> Polecenie A
Wyjaśnij na podstawie fragmentu o przemycie ludzi w Ontario, dlaczego Toronto jest głównym punktem przerzutu ludzi w tej prowincji.

> Fragment do przeczytania
-- -- --

Na Livingstonie ciążą zarzuty naruszenia zaufania. W tej sprawie także prowadzone jest dochodzenie. Jego prawnik utrzymuje jednak, że Livingstone nie zrobił nic nielegalnego.
Toronto - węzeł niewolnictwa
Toronto
Ze studium przedstawionego przez Alliance Against Modern Slavery wynika, że Toronto jest głównym punktem przerzutu ludzi w Ontario. Tu krzyżują się krajowe i międzynarodowe trasy przemytnicze.
Autorzy raportu przejrzeli 551 spraw dotyczących różnych miejsc w Ontario, które rozegrały się między 2011 a 2013 rokiem. Do prowincji trafiały osoby z 18 krajów, w tym z Afganistanu, Stanów Zjednoczonych, Filipin i Indii. Najczęściej był zmuszane do pracy, małżeństwa lub były wykorzystywane seksualnie. Część przemycanych była wywożona poza Kanadę, przede wszystkim do Afganistanu, Wielkiej Brytanii i USA.

-- -- --

> Polecenie B
Znajdź we wpisach każdy wiersz zawierający słowo „plastic” i przepisz te wiersze.

(Fragmenty danych o wskazywaniu)
-- -- --

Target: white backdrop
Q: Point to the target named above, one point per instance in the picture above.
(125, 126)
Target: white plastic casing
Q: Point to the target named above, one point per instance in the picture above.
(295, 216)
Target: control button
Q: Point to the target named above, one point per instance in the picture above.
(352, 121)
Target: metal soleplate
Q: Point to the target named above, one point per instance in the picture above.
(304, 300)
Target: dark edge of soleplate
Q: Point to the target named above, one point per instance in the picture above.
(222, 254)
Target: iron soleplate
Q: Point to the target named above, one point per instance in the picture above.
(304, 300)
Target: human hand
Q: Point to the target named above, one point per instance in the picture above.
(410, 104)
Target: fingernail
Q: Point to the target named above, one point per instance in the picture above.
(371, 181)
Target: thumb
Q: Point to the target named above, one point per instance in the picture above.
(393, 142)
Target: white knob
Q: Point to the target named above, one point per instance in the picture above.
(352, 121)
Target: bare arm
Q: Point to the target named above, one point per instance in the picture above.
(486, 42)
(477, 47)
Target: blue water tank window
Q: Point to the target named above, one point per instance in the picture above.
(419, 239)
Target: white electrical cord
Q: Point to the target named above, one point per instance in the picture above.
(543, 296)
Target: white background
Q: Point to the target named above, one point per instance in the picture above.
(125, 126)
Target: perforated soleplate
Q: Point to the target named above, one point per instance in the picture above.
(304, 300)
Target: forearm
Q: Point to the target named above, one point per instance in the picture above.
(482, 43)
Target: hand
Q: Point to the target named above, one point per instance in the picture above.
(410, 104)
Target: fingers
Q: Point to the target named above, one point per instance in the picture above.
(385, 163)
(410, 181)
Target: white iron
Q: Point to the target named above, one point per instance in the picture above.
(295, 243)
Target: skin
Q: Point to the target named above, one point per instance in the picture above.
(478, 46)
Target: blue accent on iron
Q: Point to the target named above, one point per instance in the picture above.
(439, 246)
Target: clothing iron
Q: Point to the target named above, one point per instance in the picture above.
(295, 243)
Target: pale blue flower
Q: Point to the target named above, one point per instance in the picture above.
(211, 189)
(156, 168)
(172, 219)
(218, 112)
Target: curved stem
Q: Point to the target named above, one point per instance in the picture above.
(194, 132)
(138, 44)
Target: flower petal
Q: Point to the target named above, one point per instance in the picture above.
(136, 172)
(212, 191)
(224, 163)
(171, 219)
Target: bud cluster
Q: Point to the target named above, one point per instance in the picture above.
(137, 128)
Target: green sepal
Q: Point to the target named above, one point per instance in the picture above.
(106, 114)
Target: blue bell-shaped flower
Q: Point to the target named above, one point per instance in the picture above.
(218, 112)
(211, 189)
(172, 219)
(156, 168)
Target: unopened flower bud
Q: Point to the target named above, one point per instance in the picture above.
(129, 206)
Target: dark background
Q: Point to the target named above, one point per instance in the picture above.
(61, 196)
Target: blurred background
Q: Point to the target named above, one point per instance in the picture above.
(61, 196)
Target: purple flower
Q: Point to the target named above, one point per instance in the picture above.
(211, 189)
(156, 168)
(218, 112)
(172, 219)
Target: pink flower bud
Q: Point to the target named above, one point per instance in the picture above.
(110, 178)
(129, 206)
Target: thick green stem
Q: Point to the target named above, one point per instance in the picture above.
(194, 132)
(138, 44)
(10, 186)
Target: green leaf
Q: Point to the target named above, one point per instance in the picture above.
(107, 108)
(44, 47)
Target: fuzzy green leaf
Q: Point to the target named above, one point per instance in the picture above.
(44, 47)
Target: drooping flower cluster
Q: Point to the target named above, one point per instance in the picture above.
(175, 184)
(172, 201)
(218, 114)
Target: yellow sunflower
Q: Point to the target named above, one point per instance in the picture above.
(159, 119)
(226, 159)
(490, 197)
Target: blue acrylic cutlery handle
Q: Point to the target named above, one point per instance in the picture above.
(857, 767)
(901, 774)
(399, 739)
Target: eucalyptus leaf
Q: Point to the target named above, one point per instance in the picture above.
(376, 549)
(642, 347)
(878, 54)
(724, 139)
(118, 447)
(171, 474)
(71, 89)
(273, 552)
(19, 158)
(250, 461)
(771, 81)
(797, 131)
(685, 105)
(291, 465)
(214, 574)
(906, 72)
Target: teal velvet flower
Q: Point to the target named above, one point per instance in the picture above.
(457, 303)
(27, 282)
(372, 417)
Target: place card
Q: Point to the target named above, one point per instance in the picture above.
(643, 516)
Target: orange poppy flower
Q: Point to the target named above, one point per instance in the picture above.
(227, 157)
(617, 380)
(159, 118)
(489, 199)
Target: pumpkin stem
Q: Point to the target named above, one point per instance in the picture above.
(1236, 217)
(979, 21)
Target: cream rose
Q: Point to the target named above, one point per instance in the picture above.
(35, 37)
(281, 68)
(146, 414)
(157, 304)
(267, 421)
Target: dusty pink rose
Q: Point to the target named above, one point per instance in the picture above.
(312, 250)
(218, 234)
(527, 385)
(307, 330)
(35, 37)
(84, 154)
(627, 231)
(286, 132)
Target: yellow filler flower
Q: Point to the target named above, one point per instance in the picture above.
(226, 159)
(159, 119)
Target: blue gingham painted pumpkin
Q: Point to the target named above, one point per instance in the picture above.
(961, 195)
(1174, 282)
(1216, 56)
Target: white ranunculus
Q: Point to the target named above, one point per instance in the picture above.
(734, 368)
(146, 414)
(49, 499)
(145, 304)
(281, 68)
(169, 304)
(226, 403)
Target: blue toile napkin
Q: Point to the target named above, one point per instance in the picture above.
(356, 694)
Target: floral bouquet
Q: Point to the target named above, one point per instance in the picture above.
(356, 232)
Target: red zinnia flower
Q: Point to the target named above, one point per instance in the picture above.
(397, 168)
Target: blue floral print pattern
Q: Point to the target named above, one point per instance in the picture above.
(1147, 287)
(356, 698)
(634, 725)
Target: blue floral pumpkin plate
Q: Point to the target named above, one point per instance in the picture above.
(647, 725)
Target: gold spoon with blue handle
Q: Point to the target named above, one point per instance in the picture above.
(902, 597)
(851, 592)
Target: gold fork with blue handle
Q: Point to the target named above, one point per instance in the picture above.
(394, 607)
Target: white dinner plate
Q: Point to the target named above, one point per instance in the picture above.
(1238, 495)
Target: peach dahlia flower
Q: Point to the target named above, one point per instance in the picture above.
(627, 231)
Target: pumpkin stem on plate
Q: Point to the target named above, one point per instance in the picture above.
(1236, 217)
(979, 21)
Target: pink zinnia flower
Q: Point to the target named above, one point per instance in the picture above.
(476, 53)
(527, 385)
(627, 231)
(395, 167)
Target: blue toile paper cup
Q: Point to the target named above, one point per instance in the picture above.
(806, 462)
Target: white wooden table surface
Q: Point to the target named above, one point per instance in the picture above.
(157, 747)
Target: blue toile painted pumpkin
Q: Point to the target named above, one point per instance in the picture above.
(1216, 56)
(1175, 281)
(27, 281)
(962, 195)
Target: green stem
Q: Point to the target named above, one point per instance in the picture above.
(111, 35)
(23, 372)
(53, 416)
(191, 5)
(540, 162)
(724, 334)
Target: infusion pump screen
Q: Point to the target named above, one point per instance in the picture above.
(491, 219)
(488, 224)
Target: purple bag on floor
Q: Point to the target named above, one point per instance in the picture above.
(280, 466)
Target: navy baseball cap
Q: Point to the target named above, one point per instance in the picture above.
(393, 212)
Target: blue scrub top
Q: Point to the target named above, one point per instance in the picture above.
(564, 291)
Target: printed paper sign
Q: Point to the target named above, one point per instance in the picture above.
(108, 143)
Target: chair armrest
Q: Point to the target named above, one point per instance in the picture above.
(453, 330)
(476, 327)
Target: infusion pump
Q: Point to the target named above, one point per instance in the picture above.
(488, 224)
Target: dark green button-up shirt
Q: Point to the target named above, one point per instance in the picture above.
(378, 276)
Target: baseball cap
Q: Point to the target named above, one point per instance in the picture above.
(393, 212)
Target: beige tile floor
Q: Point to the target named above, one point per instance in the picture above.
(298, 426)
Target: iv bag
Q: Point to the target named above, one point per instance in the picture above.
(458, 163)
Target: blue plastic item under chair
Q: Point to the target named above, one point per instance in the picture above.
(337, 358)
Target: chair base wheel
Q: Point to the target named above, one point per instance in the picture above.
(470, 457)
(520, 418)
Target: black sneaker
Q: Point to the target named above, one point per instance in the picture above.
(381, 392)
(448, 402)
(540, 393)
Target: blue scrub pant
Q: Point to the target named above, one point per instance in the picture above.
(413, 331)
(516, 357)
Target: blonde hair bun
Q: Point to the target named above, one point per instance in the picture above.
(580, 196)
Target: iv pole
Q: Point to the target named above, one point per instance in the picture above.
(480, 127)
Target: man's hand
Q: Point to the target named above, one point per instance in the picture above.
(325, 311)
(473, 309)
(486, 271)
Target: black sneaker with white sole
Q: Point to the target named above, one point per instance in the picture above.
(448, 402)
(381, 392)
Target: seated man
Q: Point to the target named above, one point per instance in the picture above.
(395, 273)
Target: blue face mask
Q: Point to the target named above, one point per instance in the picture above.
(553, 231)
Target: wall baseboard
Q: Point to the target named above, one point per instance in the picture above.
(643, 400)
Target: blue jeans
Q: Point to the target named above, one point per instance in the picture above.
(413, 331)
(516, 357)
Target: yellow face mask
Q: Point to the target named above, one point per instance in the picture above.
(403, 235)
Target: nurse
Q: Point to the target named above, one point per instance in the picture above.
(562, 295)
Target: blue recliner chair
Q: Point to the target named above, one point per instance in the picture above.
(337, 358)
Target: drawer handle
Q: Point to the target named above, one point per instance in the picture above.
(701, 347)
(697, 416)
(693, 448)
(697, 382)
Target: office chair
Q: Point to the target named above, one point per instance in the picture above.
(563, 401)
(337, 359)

-- -- --

> Odpowiedź A
Według studium przedstawionego przez Alliance Against Modern Slavery Toronto jest głównym punktem przerzutu ludzi w Ontario, ponieważ krzyżują się tam krajowe i międzynarodowe trasy przemytnicze.

> Odpowiedź B
Target: white plastic casing
Target: blue plastic item under chair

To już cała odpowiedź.